Arrange the items in the part that opens with the line containing "# draw the outline of every instance of the blue plastic" and closes with the line containing "122 137 L 119" as a two-column CSV with the columns request and answer, one row per item. Put each item's text and its answer in single quoted fields, with line breaks replaced by spaces.

Rows from a segmentation dataset:
-.-.-
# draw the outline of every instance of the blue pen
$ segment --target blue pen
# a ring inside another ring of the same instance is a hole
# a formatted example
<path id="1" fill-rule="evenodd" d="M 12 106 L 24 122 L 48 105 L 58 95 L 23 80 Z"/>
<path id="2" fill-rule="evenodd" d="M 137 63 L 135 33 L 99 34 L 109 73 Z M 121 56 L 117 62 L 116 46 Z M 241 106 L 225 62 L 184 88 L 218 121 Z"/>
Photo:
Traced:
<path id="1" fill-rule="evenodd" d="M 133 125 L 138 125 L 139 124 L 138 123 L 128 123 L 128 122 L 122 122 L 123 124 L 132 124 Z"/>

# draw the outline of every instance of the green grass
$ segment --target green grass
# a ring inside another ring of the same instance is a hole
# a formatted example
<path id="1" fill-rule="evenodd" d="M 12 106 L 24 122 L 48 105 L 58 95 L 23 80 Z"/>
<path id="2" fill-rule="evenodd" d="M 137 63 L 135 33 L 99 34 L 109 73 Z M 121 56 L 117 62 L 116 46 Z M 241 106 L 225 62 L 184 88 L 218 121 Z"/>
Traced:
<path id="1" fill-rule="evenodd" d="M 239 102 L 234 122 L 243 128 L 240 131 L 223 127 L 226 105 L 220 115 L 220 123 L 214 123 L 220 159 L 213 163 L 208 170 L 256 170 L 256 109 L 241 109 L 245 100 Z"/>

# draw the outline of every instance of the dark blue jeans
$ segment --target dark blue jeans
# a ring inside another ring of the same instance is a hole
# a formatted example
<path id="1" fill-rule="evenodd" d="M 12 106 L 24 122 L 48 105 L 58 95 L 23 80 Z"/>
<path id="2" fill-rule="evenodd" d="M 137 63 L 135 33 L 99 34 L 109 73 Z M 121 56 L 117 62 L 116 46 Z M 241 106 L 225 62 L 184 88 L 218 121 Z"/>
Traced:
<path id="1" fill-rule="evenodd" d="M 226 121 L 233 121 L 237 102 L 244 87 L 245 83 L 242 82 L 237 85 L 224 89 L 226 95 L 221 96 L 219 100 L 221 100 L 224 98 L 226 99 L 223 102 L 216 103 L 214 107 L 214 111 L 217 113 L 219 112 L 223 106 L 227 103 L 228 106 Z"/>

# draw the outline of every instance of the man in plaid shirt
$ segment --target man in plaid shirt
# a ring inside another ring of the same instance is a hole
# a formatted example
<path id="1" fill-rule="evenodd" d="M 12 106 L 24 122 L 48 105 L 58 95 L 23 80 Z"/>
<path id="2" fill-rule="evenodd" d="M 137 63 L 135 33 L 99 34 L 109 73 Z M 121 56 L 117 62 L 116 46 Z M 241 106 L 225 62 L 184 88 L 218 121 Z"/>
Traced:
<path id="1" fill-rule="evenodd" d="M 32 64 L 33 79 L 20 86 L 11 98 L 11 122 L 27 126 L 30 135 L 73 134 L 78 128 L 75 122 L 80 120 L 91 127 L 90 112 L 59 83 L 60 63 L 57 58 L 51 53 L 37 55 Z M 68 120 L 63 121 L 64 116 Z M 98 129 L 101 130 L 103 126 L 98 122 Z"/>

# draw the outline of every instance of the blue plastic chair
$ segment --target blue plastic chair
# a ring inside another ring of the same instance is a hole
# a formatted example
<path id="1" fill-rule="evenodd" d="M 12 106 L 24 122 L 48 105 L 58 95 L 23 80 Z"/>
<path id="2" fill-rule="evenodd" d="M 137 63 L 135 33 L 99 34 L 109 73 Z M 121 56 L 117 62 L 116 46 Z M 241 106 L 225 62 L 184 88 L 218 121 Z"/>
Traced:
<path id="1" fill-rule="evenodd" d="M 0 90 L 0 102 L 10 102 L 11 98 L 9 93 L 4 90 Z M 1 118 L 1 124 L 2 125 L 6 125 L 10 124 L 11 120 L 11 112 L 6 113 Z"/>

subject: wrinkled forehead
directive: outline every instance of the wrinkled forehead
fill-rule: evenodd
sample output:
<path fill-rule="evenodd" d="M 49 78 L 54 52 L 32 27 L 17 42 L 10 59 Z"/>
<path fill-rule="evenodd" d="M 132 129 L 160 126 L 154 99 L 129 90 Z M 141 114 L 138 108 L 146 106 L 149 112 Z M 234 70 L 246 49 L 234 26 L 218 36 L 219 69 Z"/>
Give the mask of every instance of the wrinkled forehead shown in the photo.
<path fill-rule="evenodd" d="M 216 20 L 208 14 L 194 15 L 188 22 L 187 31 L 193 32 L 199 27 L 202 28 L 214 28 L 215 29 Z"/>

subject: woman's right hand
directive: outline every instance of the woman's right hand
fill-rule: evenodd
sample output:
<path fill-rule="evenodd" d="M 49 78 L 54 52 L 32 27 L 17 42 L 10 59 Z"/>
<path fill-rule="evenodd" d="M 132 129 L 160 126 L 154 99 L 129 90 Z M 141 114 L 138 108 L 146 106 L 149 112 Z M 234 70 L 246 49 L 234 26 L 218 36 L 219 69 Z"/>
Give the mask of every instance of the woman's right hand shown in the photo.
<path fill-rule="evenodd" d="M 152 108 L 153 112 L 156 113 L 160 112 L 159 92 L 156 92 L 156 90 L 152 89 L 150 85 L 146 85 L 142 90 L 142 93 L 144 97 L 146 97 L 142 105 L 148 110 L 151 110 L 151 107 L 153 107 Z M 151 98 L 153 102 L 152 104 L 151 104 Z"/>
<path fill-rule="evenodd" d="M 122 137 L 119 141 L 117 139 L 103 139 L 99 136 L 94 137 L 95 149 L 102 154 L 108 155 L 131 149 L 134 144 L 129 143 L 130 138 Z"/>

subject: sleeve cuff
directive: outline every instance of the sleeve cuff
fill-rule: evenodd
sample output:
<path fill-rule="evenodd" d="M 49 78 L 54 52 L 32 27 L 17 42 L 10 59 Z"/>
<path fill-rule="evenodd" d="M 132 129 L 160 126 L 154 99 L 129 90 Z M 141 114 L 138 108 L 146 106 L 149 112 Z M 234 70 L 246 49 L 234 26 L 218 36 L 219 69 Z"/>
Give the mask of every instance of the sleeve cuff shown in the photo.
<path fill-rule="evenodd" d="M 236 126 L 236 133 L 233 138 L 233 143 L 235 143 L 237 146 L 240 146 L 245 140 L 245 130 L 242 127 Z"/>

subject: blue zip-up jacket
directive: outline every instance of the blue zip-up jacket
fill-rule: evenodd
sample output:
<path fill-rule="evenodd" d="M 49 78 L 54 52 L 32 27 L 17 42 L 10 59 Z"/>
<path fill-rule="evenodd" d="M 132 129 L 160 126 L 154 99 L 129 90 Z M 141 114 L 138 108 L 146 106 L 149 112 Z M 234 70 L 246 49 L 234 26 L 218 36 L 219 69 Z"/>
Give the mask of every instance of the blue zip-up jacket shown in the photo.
-.-.-
Exercise solution:
request,answer
"# draw the outline of every instance of the blue plastic chair $ segment --target blue plastic chair # a ring inside another ring of the same instance is a hole # a formatted example <path id=""1"" fill-rule=""evenodd"" d=""M 12 106 L 24 122 L 48 105 L 58 95 L 23 80 Z""/> <path id=""2"" fill-rule=""evenodd"" d=""M 137 63 L 135 33 L 99 34 L 109 73 Z M 121 56 L 117 62 L 116 46 Z M 241 106 L 225 62 L 184 88 L 218 121 Z""/> Traced:","<path id=""1"" fill-rule=""evenodd"" d=""M 0 90 L 0 102 L 10 102 L 11 98 L 9 93 L 4 90 Z M 1 118 L 1 124 L 2 125 L 6 125 L 10 124 L 11 120 L 11 112 L 6 113 Z""/>"
"subject: wrinkled forehead directive: outline every instance of the wrinkled forehead fill-rule: evenodd sample output: <path fill-rule=""evenodd"" d=""M 49 78 L 54 52 L 32 27 L 17 42 L 10 59 Z""/> <path fill-rule=""evenodd"" d=""M 132 129 L 160 126 L 154 99 L 129 90 Z M 141 114 L 138 108 L 146 106 L 149 112 Z M 234 70 L 246 49 L 234 26 L 218 36 L 219 69 Z""/> Give the mask of every instance of the wrinkled forehead shown in the photo.","<path fill-rule=""evenodd"" d=""M 216 20 L 208 14 L 194 15 L 188 22 L 187 31 L 193 32 L 199 27 L 202 28 L 214 28 L 215 29 Z""/>"
"subject: woman's right hand directive: outline every instance of the woman's right hand fill-rule: evenodd sample output: <path fill-rule=""evenodd"" d=""M 49 78 L 54 52 L 32 27 L 17 42 L 10 59 Z""/> <path fill-rule=""evenodd"" d=""M 132 129 L 160 126 L 154 99 L 129 90 Z M 141 114 L 138 108 L 146 106 L 149 112 Z M 234 70 L 246 49 L 234 26 L 218 36 L 219 69 Z""/> Give the mask of every instance of the woman's right hand shown in the photo.","<path fill-rule=""evenodd"" d=""M 152 108 L 153 112 L 156 113 L 160 112 L 159 92 L 156 92 L 156 90 L 152 89 L 150 85 L 146 85 L 142 90 L 142 93 L 144 97 L 146 97 L 142 105 L 148 110 L 151 110 L 151 107 L 153 107 Z M 151 98 L 153 102 L 152 104 L 151 104 Z""/> <path fill-rule=""evenodd"" d=""M 122 137 L 119 141 L 117 139 L 103 139 L 99 136 L 94 137 L 95 149 L 102 154 L 108 155 L 131 149 L 134 144 L 129 143 L 130 138 Z""/>"